The Gallopers is a short, contained novel, a chamber piece that holds us tightly within the narrator’s head for most of its length. That narrator is Eli Stone, a 19-year-old man living next to a reputedly cursed field in Norfolk in 1953 with his aunt, the curiously named Dreama, following the disappearance of his mother in the great North Sea flood earlier in the year.
“I am something other than I appear to be,” Eli tells us in his opening sentence. What he is, is a gay man, but without the language to identify himself he prefers terms such as “that way” or “sissy-sounding”. He knows what he wants, however: “to be held down by a man. To have him everywhere at once, his smell and sweat and power, until I have all but disappeared.”
And he knows who he wants it with: Jimmy Smart, the itinerant showman who’s living in a barn beside the cursed field and runs the gallopers, the “painted horses, three abreast, [that] hurtle around and around” the local funfair carousel. “I am that horse,” says Eli, “hellbent on chasing these things I desire.”
Eli’s thoughts are full of with loving descriptions of his lust for Jimmy, which is not slaked by the fact that he’s already having regular sex with another man, Shane Wright. It hardly feels like a balanced relationship: Shane is older, and effectively groomed Eli (another phrase not at his disposal) from the age of 15 in the local boxing gym. And Eli’s feelings are further complicated by his guilt at being with Shane on the night his mother went missing.
The novel, heavy with emotion, has multiple lines of narrative pull. What happened to Eli’s mother? Where did Jimmy come from? And why has Shane suddenly been arrested for the disappearance of a young girl? But what sets it apart is the way Ransom tells the story, accentuating the claustrophobia of Eli’s world, a place where women are enigmatic, men say as little as possible, and everyone smokes Woodbines. (Even this detail, it turns out, is important.)

----------------

#### Tasks to carry out
1: Answer these from the review of The Gallopers:
(a) In what year is the novel set?
(b) Where is Jimmy Smart living?
(c) From what age, and in what place, did Shane groom Eli?
2: Name every character in the novel whom the review of The Gallopers identifies by name.
3: Carry the review of The Gallopers forward from its last sentence.

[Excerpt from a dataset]
----------------

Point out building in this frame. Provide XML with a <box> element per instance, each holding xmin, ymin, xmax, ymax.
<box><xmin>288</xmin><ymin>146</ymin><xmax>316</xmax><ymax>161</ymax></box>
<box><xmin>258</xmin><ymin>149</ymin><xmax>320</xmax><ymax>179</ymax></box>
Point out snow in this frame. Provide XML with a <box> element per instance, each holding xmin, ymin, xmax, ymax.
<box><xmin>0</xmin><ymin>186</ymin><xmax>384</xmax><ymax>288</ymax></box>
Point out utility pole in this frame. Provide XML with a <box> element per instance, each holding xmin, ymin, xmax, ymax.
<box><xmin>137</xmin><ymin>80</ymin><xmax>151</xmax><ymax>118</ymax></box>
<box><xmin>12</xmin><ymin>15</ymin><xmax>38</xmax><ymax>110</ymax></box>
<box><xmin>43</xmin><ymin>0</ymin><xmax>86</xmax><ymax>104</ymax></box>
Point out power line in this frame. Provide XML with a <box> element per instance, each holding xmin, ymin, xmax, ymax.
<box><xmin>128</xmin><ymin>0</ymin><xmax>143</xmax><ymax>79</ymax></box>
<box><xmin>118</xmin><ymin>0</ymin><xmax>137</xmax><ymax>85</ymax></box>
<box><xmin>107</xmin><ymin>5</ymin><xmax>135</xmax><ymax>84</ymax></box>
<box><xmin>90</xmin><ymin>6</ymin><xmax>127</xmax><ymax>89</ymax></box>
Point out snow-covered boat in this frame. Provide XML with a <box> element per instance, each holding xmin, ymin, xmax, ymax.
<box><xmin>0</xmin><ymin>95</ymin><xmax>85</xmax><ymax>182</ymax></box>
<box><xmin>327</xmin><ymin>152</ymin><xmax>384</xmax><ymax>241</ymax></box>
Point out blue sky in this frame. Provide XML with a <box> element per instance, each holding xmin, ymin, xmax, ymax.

----------------

#### Responses per task
1:
(a) 1953
(b) In a barn beside the cursed field
(c) From the age of 15, in the local boxing gym

2: Eli Stone, Dreama, Jimmy Smart, Shane Wright

3:
Ransom portions the story out into short alternating sections, each no more than a page or two long. First we get Eli’s thoughts, in solid blocks of text made from blunt sentences: “I haven’t seen the sea since before the flood. After my mother was carried away.” Then, tension ably built, we’re released into a stretch of dialogue made of short exchanges between the characters, their clipped lines dropping down the page like poetry. Internal, then external; and again, and again.
This idiosyncratic style, added to the under-addressed subject matter of working-class gay life, gives The Gallopers tremendous character and flavour, reminding us that one way to make a book stand out from the crowd is to have a distinctive vision and stick to it. The short scenes make reading the book a compulsive act; there’s always time for just one more section.
But is this tale of a hidden life in a dark time too good to be true? The middle third of the book jumps forward 30 years to 1983, in the form of a play written by Eli in middle age, apparently based on his own life. Characters from the main narrative appear, some with names or identities blurred, in a plot about a buried bomb. This section feels off-key, with clunky dialogue so ill-matched to the rest of the book that it can only be intentional. And yet, there are hints that may reveal what happened after the main story took place, including Eli’s own fate.
Intriguing as it is, is the play a bizarre mis-step, or a clever new dimension to a story that bristles with originality? I’m undecided, but the best writing thrives on risk, after all.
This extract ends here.